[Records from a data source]
○ ○ ○

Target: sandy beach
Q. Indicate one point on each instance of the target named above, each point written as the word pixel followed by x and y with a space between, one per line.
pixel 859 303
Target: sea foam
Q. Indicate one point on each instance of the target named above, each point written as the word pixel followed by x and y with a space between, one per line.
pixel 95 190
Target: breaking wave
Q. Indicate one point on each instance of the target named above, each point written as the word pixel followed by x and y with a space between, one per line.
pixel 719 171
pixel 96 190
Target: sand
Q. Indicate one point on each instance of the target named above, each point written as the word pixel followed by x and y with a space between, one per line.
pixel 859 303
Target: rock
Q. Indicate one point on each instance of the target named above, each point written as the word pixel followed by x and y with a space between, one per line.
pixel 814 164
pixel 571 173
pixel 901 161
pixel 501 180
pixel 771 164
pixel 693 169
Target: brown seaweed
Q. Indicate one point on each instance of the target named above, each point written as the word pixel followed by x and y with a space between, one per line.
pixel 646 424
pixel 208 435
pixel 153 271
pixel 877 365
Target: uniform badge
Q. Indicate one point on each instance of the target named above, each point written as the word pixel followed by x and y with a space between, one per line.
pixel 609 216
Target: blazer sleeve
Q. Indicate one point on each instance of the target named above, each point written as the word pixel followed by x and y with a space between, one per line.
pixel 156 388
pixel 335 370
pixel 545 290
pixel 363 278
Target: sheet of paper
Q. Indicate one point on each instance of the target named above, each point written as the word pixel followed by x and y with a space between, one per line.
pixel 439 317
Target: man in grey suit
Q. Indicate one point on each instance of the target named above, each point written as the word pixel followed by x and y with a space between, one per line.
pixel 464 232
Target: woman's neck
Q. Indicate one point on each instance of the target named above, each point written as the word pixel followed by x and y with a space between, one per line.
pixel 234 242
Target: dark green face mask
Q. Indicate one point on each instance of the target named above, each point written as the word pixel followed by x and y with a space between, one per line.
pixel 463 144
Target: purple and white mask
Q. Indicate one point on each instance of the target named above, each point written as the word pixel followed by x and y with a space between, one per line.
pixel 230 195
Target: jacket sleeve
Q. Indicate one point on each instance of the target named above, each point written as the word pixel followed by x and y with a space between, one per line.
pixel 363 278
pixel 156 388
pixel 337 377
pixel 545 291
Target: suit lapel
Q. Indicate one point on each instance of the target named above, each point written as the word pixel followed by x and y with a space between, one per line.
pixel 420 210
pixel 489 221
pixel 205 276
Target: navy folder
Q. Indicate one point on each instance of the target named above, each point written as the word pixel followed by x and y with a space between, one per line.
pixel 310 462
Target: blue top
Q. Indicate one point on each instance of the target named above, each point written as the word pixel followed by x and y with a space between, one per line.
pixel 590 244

○ ○ ○

Repeat the lines above word for word, starting with the line containing "Target: breaking wave" and ending with the line containing "pixel 96 190", both included.

Target: breaking wave
Q. Indicate one point on each instance of the target named above, each point written as the word pixel followed by x and y with a space between, one per line.
pixel 719 171
pixel 96 190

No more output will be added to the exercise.